> _RECORDS FOR PROCESSING_
------

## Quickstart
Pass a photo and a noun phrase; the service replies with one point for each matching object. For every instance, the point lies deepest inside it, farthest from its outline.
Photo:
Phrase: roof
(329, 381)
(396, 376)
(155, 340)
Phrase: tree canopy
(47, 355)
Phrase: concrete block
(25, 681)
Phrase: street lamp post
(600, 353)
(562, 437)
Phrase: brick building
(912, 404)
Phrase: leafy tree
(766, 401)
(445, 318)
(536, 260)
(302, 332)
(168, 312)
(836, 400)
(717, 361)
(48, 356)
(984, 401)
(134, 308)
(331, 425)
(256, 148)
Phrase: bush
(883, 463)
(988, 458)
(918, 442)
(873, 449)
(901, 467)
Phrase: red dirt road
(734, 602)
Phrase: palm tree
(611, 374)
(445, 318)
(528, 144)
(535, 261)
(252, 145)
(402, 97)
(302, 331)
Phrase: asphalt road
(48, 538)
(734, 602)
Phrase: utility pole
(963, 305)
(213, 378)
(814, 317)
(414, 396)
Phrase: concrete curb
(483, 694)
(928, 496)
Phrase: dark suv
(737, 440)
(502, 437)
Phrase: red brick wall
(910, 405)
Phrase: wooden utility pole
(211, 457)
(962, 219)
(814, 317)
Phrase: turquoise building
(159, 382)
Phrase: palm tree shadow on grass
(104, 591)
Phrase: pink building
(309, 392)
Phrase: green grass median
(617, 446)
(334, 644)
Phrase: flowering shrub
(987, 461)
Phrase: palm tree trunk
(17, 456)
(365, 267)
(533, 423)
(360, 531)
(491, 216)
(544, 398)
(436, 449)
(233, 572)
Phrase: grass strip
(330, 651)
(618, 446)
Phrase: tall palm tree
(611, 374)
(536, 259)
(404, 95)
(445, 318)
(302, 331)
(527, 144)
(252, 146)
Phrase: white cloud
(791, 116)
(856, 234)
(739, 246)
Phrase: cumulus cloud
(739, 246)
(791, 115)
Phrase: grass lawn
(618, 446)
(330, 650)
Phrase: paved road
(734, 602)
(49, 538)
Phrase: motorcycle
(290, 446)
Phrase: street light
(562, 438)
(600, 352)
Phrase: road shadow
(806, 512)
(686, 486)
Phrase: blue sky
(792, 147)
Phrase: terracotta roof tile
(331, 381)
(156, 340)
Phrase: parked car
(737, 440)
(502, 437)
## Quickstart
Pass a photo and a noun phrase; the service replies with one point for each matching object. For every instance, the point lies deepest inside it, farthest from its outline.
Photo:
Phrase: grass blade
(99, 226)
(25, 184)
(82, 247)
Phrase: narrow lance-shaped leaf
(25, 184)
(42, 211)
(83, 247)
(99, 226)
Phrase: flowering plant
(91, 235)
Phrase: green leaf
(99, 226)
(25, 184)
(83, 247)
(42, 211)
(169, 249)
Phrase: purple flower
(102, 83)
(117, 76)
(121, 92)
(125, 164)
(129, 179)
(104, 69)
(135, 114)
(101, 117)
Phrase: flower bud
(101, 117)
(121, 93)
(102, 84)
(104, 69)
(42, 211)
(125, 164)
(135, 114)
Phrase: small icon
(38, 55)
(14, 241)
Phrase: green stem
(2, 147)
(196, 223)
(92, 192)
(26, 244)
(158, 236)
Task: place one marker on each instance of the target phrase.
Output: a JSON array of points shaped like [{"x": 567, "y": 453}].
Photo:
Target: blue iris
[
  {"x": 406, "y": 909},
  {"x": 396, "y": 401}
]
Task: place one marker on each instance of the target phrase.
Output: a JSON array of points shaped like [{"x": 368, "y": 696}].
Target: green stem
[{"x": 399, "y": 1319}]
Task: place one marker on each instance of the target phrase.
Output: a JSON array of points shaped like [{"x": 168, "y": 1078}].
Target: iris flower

------

> _ACTIVITY_
Show every line of the listing that includes the word "Output".

> _COMPLETED TASK_
Output: a JSON array of points shaped like [{"x": 567, "y": 453}].
Output: a JSON array of points shaped like [{"x": 368, "y": 696}].
Output: a JSON array of points shaped like [{"x": 168, "y": 1078}].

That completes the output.